■ Problem A
Locate each line of the records that contains the string "woman", and copy those lines.

■ Excerpt
>> Start
I've been learning a whole lot about XSLT lately, so I couldn't let this one
pass by without comment. Actually, going from XML to XML is *one* of the
things that XSLT can do, but it is designed for much more. In fact, the
<xsl:output> element has three defined methods:
<xsl:output method="xml"/>
<xsl:output method="html"/>
<xsl:output method="text"/>
To learn more, I wrote a rather lame stylesheet that would take an
XML file and write it out to a comma-separated-value file. For those
interested, the rest of this message gives that example. For those
who are not, now would be a good time to stop reading this message. :-)
Okay, the goal was to take an XML file with a list of books and output
a CSV file with the title, author and publisher.
So I grabbed three books off my shelf and made a file called 'test.xml'
that just uses some XML elements I made up (no relation to any DTD I
know of) and looks like this:
<?xml version="1.0"?>
<booklist>
<book>
<title>Vi IMproved-Vim</title>
<author>Steve Oualline</author>
<publisher>New Riders</publisher>
</book>
<book>
<title>XSLT Programmer's Reference - 2nd Edition</title>
<author>Michael Kay</author>
<publisher>Wrox Press</publisher>
</book>
<book>
<title>DocBook: The Definitive Guide</title>
<author>Norman Walsh & Leonard Muellner</author>
<publisher>O'Reilly & Associates</publisher>
</book>
</booklist>
Nothing overly fancy. Just something simple. Now here's a basic
XSLT stylesheet (csv.xsl) that processes this:
<xsl:stylesheet
xmlns:xsl="http://www.w3.org/1999/XSL/Transform"
>> End
■ Record extracts
>> Start
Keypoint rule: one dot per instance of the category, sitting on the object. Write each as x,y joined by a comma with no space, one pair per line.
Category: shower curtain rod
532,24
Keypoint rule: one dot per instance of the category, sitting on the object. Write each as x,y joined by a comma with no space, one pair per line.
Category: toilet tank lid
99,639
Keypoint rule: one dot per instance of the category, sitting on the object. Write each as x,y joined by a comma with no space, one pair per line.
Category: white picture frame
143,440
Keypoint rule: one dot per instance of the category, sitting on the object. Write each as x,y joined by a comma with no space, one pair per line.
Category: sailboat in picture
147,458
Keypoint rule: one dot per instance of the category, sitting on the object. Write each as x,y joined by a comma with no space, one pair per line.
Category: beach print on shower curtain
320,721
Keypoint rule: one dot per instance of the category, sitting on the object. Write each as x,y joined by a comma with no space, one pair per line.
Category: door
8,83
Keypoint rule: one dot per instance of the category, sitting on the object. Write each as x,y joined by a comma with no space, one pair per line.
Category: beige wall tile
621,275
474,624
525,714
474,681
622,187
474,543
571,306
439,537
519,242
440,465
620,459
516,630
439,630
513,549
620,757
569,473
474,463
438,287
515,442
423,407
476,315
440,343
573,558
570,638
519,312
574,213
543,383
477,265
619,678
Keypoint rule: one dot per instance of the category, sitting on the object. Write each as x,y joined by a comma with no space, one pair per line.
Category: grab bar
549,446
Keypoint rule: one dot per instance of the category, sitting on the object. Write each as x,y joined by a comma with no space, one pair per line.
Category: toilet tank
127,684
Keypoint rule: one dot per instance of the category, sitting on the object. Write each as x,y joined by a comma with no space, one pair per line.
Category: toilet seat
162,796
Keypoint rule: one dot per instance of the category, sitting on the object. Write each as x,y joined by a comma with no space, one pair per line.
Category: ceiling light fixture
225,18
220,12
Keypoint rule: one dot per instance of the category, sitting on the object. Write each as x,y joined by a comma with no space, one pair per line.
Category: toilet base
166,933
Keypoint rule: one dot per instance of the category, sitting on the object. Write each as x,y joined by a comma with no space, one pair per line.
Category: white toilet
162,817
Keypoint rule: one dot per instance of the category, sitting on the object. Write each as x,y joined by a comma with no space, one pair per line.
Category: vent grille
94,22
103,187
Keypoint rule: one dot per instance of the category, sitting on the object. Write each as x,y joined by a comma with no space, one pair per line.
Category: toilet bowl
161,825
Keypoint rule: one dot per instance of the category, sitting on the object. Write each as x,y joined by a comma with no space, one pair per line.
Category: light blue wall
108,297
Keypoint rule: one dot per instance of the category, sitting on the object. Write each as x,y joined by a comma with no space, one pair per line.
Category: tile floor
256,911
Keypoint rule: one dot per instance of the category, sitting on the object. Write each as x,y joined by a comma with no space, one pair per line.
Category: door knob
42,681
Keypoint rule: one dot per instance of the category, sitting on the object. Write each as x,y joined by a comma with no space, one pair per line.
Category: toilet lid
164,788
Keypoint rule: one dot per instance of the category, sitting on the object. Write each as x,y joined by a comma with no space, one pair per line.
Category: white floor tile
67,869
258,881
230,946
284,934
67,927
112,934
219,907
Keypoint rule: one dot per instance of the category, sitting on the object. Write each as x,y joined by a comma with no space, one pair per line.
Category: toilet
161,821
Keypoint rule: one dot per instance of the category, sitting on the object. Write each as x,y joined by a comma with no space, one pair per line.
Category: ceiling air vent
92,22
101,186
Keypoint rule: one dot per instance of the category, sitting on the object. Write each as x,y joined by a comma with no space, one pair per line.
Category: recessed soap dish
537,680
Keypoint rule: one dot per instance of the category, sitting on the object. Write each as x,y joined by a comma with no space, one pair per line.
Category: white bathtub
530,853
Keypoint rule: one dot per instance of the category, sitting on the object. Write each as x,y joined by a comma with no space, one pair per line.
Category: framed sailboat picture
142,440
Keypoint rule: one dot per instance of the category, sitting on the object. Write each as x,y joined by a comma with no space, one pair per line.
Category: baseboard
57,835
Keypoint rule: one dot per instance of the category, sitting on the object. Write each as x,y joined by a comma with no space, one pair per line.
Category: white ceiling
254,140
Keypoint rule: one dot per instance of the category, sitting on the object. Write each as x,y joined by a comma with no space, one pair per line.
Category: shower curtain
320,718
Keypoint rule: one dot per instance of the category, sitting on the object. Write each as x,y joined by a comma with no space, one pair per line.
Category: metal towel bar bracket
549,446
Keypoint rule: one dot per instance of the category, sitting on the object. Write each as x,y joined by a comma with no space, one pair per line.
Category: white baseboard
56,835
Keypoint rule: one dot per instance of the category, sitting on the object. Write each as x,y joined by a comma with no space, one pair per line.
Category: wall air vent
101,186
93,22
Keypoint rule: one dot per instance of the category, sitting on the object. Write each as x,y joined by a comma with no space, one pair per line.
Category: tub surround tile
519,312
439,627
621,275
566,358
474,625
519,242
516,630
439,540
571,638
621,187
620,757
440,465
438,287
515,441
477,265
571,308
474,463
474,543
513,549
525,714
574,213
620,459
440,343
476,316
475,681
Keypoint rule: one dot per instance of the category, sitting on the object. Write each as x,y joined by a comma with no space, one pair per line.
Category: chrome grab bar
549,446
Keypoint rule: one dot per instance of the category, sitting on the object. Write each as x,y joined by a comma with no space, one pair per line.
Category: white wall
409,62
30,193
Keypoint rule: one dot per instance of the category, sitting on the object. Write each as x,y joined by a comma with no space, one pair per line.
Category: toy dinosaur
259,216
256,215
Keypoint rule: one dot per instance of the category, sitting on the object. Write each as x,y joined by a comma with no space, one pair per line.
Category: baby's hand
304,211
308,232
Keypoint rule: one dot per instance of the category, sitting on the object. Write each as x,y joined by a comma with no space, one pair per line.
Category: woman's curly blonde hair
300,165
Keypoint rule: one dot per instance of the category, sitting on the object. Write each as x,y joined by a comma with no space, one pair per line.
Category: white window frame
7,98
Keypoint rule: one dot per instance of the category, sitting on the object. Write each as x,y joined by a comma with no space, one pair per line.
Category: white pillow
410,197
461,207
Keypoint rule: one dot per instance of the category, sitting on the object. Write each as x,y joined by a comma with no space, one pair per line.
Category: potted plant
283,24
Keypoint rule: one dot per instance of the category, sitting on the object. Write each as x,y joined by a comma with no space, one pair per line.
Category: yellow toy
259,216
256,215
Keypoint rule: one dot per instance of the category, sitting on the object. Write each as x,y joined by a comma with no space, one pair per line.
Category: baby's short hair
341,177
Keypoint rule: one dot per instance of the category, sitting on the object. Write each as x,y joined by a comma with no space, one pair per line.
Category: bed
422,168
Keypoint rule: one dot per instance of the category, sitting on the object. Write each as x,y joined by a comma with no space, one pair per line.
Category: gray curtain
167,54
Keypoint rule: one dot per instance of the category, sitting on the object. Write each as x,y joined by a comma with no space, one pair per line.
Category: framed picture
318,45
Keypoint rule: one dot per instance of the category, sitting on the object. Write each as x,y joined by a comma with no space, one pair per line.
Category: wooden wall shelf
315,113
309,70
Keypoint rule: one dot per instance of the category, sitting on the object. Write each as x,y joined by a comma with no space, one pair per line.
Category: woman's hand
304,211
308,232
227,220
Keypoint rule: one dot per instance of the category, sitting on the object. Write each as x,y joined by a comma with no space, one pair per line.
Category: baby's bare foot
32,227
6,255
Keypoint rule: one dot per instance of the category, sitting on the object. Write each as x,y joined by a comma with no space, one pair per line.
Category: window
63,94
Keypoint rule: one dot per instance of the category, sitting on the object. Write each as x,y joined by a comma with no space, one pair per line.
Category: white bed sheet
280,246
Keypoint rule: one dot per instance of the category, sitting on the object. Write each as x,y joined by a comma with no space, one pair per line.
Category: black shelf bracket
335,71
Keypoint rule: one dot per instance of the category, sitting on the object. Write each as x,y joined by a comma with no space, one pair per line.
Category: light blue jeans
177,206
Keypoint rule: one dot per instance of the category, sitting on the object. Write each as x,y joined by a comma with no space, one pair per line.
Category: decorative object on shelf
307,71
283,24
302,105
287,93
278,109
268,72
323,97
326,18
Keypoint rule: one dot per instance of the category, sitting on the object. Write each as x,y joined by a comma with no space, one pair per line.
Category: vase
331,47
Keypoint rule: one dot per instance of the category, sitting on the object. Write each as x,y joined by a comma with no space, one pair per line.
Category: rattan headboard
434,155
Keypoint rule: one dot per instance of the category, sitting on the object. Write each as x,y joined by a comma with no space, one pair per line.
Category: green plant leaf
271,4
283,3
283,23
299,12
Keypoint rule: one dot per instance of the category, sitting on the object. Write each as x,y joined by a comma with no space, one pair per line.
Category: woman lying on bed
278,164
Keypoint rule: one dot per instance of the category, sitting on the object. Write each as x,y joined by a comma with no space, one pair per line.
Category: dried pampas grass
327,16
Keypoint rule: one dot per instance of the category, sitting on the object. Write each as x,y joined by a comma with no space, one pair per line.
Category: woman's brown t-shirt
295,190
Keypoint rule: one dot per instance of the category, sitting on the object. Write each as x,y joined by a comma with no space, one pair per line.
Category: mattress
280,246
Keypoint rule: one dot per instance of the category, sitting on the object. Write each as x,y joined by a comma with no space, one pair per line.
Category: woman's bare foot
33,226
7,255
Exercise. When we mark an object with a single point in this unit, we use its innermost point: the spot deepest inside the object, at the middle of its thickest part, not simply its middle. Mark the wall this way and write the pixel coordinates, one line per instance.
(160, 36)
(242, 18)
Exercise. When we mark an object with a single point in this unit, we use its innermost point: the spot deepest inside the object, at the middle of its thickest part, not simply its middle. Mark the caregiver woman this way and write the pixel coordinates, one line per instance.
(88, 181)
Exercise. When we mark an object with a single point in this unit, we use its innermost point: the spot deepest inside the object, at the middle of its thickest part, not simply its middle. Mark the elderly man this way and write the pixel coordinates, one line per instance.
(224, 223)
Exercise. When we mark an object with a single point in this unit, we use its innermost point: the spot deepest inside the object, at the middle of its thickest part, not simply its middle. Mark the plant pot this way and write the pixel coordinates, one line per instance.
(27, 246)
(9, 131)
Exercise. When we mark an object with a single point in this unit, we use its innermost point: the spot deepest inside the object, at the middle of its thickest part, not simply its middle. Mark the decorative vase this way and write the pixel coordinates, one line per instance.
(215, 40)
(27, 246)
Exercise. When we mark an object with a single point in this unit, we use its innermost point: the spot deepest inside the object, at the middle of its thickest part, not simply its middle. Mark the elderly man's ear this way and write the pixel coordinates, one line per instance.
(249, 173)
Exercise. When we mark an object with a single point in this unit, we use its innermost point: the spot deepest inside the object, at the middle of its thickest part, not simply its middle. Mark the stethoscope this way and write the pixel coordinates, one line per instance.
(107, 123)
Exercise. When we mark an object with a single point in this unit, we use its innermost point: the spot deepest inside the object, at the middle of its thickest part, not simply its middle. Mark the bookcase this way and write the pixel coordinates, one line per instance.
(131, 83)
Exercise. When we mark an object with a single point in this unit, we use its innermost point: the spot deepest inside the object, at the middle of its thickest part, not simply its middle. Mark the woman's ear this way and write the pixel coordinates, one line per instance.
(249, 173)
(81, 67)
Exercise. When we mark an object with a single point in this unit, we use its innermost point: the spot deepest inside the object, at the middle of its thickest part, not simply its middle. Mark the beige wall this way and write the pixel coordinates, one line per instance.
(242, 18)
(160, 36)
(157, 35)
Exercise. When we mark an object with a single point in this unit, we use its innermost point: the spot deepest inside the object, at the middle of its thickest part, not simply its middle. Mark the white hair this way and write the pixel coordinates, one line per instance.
>> End
■ Problem B
List the book titles in the sample XML file shown in the XSLT excerpt above.

■ Exercise solution A
Category: woman's curly blonde hair
Category: woman's hand
Category: woman lying on bed
Category: woman's brown t-shirt
Category: woman's bare foot
Exercise. When we mark an object with a single point in this unit, we use its innermost point: the spot deepest inside the object, at the middle of its thickest part, not simply its middle. Mark the caregiver woman this way and write the pixel coordinates, one line per instance.
Exercise. When we mark an object with a single point in this unit, we use its innermost point: the spot deepest inside the object, at the middle of its thickest part, not simply its middle. Mark the woman's ear this way and write the pixel coordinates, one line per instance.

■ Exercise solution B
Vi IMproved-Vim
XSLT Programmer's Reference - 2nd Edition
DocBook: The Definitive Guide